** Opening Data block **
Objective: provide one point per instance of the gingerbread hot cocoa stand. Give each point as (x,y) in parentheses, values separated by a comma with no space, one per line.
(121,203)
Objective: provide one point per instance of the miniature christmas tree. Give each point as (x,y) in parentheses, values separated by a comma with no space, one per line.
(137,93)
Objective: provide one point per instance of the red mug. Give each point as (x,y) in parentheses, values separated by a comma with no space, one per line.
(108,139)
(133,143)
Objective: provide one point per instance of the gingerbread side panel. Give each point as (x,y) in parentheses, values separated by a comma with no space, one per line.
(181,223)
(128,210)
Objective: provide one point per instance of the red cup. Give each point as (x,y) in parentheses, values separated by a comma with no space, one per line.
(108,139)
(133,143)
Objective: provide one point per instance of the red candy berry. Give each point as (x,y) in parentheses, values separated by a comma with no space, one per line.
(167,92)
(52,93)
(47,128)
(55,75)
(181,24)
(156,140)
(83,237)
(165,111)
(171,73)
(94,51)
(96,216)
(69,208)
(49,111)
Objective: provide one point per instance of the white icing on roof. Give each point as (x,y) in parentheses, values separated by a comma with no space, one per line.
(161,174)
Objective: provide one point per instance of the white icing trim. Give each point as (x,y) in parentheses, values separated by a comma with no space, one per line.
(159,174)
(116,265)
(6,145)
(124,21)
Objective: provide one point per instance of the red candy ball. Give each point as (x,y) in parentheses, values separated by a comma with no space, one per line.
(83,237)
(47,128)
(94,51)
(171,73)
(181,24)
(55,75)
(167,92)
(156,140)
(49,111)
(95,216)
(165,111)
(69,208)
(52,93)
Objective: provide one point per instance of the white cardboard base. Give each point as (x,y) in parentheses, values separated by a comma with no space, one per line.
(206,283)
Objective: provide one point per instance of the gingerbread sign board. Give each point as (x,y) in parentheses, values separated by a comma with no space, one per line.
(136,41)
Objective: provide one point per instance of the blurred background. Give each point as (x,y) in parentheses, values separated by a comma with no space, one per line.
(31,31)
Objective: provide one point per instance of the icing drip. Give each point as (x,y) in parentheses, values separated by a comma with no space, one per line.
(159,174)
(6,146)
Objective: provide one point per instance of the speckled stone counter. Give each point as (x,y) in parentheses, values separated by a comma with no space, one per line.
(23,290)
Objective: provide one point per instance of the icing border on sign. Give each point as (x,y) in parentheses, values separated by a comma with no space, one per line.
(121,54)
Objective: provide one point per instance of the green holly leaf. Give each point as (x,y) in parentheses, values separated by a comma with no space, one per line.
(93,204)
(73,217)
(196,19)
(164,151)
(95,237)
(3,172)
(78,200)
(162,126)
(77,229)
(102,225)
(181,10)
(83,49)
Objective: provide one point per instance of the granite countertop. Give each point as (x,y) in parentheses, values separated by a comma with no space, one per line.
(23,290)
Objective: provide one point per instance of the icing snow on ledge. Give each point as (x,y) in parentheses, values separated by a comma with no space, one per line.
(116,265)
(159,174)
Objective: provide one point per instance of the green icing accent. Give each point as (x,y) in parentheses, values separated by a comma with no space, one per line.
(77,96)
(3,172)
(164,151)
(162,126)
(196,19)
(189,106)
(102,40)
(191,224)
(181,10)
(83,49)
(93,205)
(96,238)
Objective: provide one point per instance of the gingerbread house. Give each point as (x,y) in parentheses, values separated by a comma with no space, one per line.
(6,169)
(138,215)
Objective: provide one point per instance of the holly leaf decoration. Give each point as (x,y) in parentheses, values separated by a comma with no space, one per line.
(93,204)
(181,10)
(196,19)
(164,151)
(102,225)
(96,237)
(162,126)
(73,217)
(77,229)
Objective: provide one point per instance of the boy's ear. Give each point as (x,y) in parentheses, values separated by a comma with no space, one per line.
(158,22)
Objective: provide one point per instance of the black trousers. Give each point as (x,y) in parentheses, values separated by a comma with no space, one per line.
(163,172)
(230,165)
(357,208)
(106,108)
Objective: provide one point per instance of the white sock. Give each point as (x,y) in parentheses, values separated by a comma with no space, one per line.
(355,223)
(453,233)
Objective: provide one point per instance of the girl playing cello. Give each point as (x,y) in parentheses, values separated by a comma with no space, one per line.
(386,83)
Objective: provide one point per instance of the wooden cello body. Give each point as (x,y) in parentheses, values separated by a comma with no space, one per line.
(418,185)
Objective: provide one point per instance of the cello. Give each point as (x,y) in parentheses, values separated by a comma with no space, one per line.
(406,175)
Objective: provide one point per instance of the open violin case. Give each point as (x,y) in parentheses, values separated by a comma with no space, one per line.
** Closing Data block **
The exact wording of every entry above should be written out again.

=== Answer section ===
Objective: provide one point per instance of the gingerbread hot cocoa stand. Give each point as (x,y) in parentheses, values separated by a comma with no space, one per line.
(121,203)
Objective: provide one point per instance of the miniature christmas tree. Give each point as (x,y) in parentheses, values separated by a comma with no space, one per line.
(137,93)
Objective: provide one point per instance of the red mug. Give each point as (x,y) in parentheses, values separated by a comma with no space, one per line.
(108,139)
(133,143)
Objective: provide one point per instance of the gingerbread side panel. Give each point as (x,y) in parentheses, values separated by a comma with no space, one per line.
(181,223)
(128,210)
Objective: provide one point per instance of the red cup. Give each point as (x,y) in parentheses, values separated by a comma with no space, one per line.
(108,139)
(133,143)
Objective: provide one point per instance of the red candy berry. Give each point as (x,y) in parentheses, values separated by a comma with no space, one per line.
(167,92)
(52,93)
(47,128)
(55,75)
(181,24)
(156,140)
(83,237)
(165,111)
(171,73)
(94,51)
(96,216)
(69,208)
(49,111)
Objective: provide one point per instance of the white icing on roof. Give each point as (x,y) in parentheses, values separated by a comma with no space, one per line.
(161,174)
Objective: provide one point per instance of the white icing trim. Give each point as (x,y) in parentheses, values separated by a comma with no space, one per line.
(159,174)
(116,265)
(6,145)
(124,21)
Objective: provide one point per instance of the red candy ball. Give each point as (x,y) in parentheses, values separated by a comma with no space, one per line.
(83,237)
(47,128)
(94,51)
(171,73)
(181,24)
(55,75)
(167,92)
(156,140)
(49,111)
(95,216)
(165,111)
(69,208)
(52,93)
Objective: provide one point per instance of the white cardboard base. Give each point as (x,y) in parentheses, values separated by a comma with no space, one per line.
(206,283)
Objective: provide one point per instance of the gingerbread sign board. Give each point as (x,y) in parentheses, values separated by a comma with no space, one per line.
(136,41)
Objective: provide one point per instance of the blurred background. Give each point as (x,y) in parentheses, values separated by a comma with no space, one per line.
(31,31)
Objective: provide one point per instance of the icing drip. Give each point as (x,y) in parentheses, values separated by a comma with no space, one per line.
(159,174)
(6,146)
Objective: provide one point per instance of the speckled stone counter. Give each point as (x,y) in parentheses, values separated by a comma with no space, one per line.
(23,290)
Objective: provide one point per instance of the icing border on sign. Give each point as (x,y) in parentheses, values separated by a comma with no space, one per line.
(121,54)
Objective: provide one point per instance of the green holly leaf. Give each point as (x,y) in parentheses, values separated by a comma with no space, one per line.
(93,204)
(73,217)
(196,19)
(164,151)
(95,237)
(3,172)
(78,200)
(162,126)
(77,229)
(102,225)
(181,10)
(83,49)
Objective: provide one point per instance of the granite countertop. Give each point as (x,y) in parentheses, values separated by a comma with no space, one per line.
(23,290)
Objective: provide one point per instance of the icing snow on ledge. Give each point as (x,y) in parentheses, values separated by a comma with no space, one per line.
(116,265)
(159,174)
Objective: provide one point per instance of the green icing accent. Give each point as (x,y) in parentheses, values separated by a comma with no space, one per line.
(77,96)
(3,172)
(164,151)
(162,126)
(196,19)
(189,106)
(102,40)
(191,224)
(181,10)
(83,49)
(93,205)
(96,238)
Objective: provide one point per instance of the gingerbread house. Give each point as (x,y) in parentheses, values separated by a comma with no space, one per line.
(6,169)
(138,215)
Objective: provide one point per instance of the holly leaf decoration. Give each point as (x,y) in parentheses, values separated by a comma with no space, one per line.
(93,204)
(181,10)
(196,19)
(164,151)
(102,225)
(96,237)
(162,126)
(73,217)
(77,229)
Objective: provide one point per instance of the boy's ear. Give each point as (x,y) in parentheses, values separated by a comma with no space, one per line.
(158,22)
Objective: provide one point per instance of the black trousers. Give each point as (x,y) in parentheses, values separated by a comma with no space, one per line.
(163,172)
(230,165)
(357,208)
(106,108)
Objective: provide one point per instance of the white sock. Give each point as (x,y) in parentheses, values separated by a comma with no space, one per line.
(355,223)
(453,233)
Objective: provide one point per instance of the girl playing cello. Give each point as (x,y) in parentheses, values separated by a comma with no space, one per line.
(386,83)
Objective: provide one point per instance of the wooden cello body. Give each point as (x,y) in parentheses, values separated by a comma with no space, one per line.
(418,185)
Objective: provide one point per instance of the cello. Give each point as (x,y) in parentheses, values separated by a comma with no space, one per line.
(406,175)
Objective: provide one point per instance of the open violin case. Give each point as (x,y) in parentheses, values separated by a comma with no space, one per line.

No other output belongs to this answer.